[Text segment]

= New Markets Tax Credit Program =

Federal financial program in the United States

The New Markets Tax Credit (NMTC) Program is a federal financial program in the United States. It aims to stimulate business and real estate investment in low-income communities in the United States via a federal tax credit. The program is administered by the US Treasury Department's Community Development Financial Institutions Fund (CDFI Fund) and allocated by local Community Development Entities (CDEs) across the United States.

==History==
The New Markets Tax Credit Program was established as part of the Community Renewal Tax Relief Act of 2000. The goal of the program is to stimulate regeneration of low-income and impoverished communities across the United States. The NMTC Program provides tax credits to investors for equity investments in certified Community Development Entities (CDEs), which invest in low-income communities. The credit equals 39% of the investment paid out over seven years (5% in each of the first three years, then 6% in the final four years). A CDE must have a primary mission of investing in low-income communities and people.

The concept of the NMTC emerged in the late 1990s, when numerous foundations and think tanks were promoting the idea of using business-oriented mechanisms to help bring jobs and prosperity to disadvantaged communities. For example, business, community, academic, and public sector participants at the 1997 American Assembly meeting issued a report urging business leaders to reinvest in urban areas in the U.S. The final report also called for nonprofit and government officials to assist this new effort to open untapped markets by fostering "community capitalism", which it defined as a "for-profit, business-driven expansion of investment, job creation, and economic opportunities in distressed communities, with government and the community sectors playing key supportive roles". To accomplish this, participants called for easier access to capital (especially through equity investment) and more technical assistance for businesses, seen as the two key ways of "energizing community capitalism in distressed areas". The report set out crucial components of the future New Markets initiative. The American Assembly disseminated the final report widely, including to the White House and Congress. Vice President Al Gore, supporting the conference's conclusions, stated that "the greatest untapped markets in the world are right here at home, in our distressed communities."

[/Text segment]

### About this task
Quote the New Markets Tax Credit text word for word, from "The New Markets Tax Credit (NMTC)" to "(CDEs) across the United States.". The material that comes next has no connection to the text about the New Markets Tax Credit Program.

[Available data]

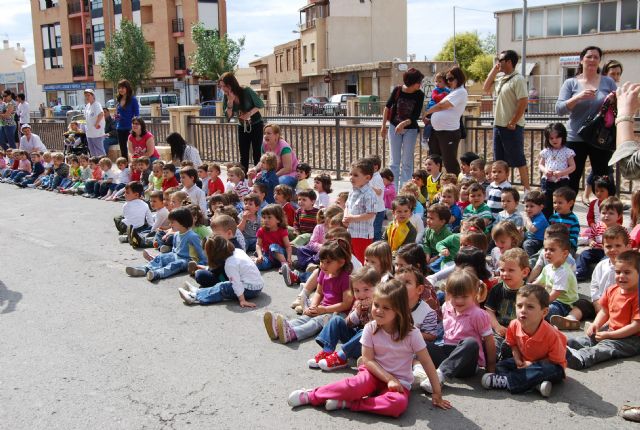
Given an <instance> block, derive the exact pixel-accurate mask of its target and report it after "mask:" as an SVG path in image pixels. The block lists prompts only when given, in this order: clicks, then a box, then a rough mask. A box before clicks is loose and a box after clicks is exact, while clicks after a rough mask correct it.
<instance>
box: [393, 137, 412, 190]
mask: <svg viewBox="0 0 640 430" xmlns="http://www.w3.org/2000/svg"><path fill="white" fill-rule="evenodd" d="M417 137H418V129H417V128H411V129H405V130H404V133H403V134H396V128H395V126H393V125H389V149H390V151H391V164H390V165H389V168H390V169H391V171H392V172H393V177H394V178H395V183H396V189H398V190H399V189H400V186H402V184H404V183H405V182H408V181H410V180H411V176H412V175H413V154H414V151H415V147H416V139H417Z"/></svg>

[/Available data]

### Exercise output
The New Markets Tax Credit (NMTC) Program is a federal financial program in the United States. It aims to stimulate business and real estate investment in low-income communities in the United States via a federal tax credit. The program is administered by the US Treasury Department's Community Development Financial Institutions Fund (CDFI Fund) and allocated by local Community Development Entities (CDEs) across the United States.